» Problem statement: Reproduce the listing below word for word, starting with the line that contains "parked motorbike as a single marker per instance." and going on through the line that contains "point(51, 231)", with both of those lines included.

▶

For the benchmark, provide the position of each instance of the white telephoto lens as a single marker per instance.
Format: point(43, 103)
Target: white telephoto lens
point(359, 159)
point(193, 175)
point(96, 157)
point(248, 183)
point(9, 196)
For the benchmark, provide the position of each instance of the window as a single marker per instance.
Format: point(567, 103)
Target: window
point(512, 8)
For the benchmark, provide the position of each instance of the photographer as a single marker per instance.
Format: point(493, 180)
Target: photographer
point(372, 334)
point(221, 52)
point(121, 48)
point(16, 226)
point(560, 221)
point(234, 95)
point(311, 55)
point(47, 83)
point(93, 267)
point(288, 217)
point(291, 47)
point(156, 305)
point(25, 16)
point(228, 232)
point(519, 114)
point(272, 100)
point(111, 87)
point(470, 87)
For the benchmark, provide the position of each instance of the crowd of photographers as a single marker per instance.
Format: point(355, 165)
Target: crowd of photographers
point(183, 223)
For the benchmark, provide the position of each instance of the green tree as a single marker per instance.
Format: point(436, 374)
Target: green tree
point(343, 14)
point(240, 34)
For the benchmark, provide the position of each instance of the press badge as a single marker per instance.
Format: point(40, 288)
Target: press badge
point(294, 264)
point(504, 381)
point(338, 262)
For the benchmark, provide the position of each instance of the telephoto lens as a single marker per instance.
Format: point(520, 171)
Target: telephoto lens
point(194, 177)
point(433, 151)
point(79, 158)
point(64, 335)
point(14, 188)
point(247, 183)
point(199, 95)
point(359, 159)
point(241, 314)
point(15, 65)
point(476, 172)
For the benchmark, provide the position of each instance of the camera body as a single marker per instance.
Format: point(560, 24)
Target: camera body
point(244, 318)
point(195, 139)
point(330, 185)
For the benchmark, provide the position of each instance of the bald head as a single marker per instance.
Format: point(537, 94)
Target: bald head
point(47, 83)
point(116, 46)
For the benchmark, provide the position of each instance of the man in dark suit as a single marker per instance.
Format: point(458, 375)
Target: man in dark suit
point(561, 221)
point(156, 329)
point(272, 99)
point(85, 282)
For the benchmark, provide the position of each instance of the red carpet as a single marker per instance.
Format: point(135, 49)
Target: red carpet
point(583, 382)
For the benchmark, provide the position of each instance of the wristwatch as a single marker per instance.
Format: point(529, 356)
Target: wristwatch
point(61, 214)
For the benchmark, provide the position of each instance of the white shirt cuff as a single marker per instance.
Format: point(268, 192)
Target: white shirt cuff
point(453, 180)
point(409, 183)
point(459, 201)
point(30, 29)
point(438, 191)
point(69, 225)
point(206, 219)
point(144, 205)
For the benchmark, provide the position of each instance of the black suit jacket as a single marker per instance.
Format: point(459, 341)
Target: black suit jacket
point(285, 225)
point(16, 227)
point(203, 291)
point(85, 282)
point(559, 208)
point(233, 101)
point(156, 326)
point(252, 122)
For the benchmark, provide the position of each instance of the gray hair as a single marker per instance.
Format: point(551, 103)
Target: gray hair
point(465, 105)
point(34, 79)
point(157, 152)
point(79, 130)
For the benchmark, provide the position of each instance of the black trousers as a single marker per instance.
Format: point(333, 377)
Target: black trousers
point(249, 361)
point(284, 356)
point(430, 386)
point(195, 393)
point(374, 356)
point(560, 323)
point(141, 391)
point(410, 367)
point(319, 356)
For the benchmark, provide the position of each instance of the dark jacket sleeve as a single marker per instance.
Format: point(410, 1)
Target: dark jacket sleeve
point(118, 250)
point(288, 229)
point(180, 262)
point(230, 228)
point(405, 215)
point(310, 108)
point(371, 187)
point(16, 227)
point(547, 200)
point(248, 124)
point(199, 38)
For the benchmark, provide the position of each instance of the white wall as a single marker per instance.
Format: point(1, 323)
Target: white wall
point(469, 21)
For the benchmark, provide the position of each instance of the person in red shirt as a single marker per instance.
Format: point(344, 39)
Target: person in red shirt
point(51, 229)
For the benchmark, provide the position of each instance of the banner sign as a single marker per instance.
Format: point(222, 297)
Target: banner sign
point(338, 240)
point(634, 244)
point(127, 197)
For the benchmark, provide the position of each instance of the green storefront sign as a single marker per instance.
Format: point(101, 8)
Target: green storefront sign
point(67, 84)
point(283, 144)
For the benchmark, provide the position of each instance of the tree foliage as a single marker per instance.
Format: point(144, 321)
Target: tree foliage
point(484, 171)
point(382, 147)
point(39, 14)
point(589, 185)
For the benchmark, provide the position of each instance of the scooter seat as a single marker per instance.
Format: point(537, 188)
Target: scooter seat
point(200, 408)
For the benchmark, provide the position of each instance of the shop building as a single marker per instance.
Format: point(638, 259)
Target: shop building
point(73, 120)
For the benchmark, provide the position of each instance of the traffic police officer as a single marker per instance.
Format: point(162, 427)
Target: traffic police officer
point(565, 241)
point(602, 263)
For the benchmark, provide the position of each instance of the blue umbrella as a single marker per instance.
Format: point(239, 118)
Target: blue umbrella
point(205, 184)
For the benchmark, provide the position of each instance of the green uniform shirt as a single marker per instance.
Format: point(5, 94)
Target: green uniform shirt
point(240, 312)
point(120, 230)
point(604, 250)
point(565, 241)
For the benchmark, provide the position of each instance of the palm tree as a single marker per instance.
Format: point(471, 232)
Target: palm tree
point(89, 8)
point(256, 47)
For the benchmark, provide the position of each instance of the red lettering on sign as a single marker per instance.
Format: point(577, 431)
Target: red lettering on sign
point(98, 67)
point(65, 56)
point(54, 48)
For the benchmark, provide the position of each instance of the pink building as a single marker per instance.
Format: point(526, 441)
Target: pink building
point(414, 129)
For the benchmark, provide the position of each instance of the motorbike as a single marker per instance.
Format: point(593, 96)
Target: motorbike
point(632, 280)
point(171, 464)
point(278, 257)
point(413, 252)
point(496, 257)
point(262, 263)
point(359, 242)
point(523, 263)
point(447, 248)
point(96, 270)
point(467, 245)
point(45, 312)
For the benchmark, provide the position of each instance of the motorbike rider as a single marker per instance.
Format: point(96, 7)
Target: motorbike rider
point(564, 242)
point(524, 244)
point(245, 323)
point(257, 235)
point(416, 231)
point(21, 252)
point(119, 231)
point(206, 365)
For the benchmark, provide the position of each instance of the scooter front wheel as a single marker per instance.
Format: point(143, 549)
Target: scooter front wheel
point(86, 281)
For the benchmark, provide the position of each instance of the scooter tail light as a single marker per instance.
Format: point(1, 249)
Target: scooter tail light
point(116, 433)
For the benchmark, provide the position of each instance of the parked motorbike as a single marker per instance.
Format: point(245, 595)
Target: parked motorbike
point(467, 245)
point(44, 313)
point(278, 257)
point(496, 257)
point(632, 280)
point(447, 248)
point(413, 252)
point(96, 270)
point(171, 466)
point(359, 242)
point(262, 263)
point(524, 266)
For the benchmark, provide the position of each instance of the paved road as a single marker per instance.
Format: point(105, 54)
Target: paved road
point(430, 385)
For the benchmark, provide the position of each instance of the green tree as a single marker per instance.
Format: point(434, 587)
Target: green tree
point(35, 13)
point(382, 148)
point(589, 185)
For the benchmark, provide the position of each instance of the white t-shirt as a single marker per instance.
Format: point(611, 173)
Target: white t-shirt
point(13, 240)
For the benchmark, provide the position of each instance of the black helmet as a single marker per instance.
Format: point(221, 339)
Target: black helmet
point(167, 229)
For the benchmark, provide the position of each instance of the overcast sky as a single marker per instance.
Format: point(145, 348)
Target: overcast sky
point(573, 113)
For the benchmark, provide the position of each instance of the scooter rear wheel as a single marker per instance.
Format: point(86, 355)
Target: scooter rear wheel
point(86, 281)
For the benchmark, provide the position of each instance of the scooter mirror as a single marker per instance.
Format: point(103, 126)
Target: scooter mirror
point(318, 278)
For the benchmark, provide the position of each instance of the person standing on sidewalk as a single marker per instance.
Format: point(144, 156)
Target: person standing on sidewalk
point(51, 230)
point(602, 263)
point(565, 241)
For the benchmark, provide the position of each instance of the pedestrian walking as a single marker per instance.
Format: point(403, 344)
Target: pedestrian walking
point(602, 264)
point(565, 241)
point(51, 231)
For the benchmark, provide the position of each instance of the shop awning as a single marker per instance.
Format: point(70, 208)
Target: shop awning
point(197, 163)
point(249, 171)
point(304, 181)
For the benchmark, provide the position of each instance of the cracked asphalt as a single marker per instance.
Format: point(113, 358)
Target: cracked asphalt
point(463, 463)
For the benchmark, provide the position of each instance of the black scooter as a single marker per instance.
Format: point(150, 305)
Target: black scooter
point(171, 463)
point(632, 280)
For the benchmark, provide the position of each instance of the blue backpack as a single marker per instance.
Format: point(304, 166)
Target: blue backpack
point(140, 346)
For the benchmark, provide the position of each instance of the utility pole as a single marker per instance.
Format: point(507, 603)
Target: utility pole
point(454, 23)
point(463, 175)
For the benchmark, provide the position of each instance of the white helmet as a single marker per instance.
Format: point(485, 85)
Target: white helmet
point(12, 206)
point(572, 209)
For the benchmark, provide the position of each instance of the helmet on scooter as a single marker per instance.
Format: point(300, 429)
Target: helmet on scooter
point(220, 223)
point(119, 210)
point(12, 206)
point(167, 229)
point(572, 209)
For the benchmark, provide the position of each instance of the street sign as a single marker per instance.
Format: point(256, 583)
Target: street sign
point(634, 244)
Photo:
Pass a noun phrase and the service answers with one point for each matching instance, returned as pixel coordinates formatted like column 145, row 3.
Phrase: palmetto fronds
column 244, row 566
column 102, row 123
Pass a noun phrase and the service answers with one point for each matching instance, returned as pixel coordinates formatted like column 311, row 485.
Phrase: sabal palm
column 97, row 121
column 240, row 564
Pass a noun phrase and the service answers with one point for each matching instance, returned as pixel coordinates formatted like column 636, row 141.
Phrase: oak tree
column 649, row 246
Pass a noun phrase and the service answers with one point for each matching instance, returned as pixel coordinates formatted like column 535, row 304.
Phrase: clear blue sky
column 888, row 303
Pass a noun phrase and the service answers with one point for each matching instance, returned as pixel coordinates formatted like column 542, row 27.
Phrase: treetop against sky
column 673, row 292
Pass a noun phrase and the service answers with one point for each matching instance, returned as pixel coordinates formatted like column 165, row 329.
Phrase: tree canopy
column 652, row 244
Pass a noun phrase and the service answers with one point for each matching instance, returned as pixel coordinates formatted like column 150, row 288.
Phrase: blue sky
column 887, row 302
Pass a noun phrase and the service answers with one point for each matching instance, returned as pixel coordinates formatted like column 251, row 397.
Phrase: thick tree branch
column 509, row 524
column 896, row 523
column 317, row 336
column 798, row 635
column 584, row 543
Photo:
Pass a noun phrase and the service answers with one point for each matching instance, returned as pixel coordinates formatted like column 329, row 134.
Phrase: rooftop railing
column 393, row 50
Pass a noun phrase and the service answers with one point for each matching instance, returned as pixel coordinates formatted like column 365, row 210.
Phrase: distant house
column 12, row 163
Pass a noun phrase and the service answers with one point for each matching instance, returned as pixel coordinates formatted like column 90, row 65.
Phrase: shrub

◀

» Task result:
For the benchmark, provide the position of each instance of the parked motorbike as a single marker per instance.
Format: point(245, 595)
Target: parked motorbike
point(467, 245)
point(44, 313)
point(278, 257)
point(496, 257)
point(632, 280)
point(447, 248)
point(413, 252)
point(96, 270)
point(171, 466)
point(359, 242)
point(262, 263)
point(524, 266)
For the benchmark, provide the position of each instance of the paved road as a single marker per instance.
Format: point(105, 54)
Target: paved road
point(430, 385)
For the benchmark, provide the position of each instance of the green tree as a single marker per instance.
Format: point(434, 587)
Target: green tree
point(35, 13)
point(382, 148)
point(589, 185)
For the benchmark, provide the position of each instance of the white t-shirt as a single marker per instance.
Format: point(611, 173)
Target: white t-shirt
point(13, 240)
For the benchmark, provide the position of each instance of the black helmet as a single marker per instance.
Format: point(221, 339)
Target: black helmet
point(167, 229)
For the benchmark, provide the position of each instance of the overcast sky as a single marker per instance.
Format: point(145, 348)
Target: overcast sky
point(573, 113)
For the benchmark, provide the position of each instance of the scooter rear wheel as a single marker per instance.
Format: point(86, 355)
Target: scooter rear wheel
point(86, 281)
For the benchmark, provide the position of each instance of the scooter mirror as a single marker per instance.
Format: point(103, 126)
Target: scooter mirror
point(318, 278)
For the benchmark, provide the position of each instance of the person standing on sidewalk as a single marker per instance.
Format: point(144, 156)
Target: person standing on sidewalk
point(51, 230)
point(602, 263)
point(565, 241)
For the benchmark, provide the position of each instance of the pedestrian walking as a single marker per instance.
Format: point(403, 344)
Target: pedestrian walking
point(602, 264)
point(565, 241)
point(51, 231)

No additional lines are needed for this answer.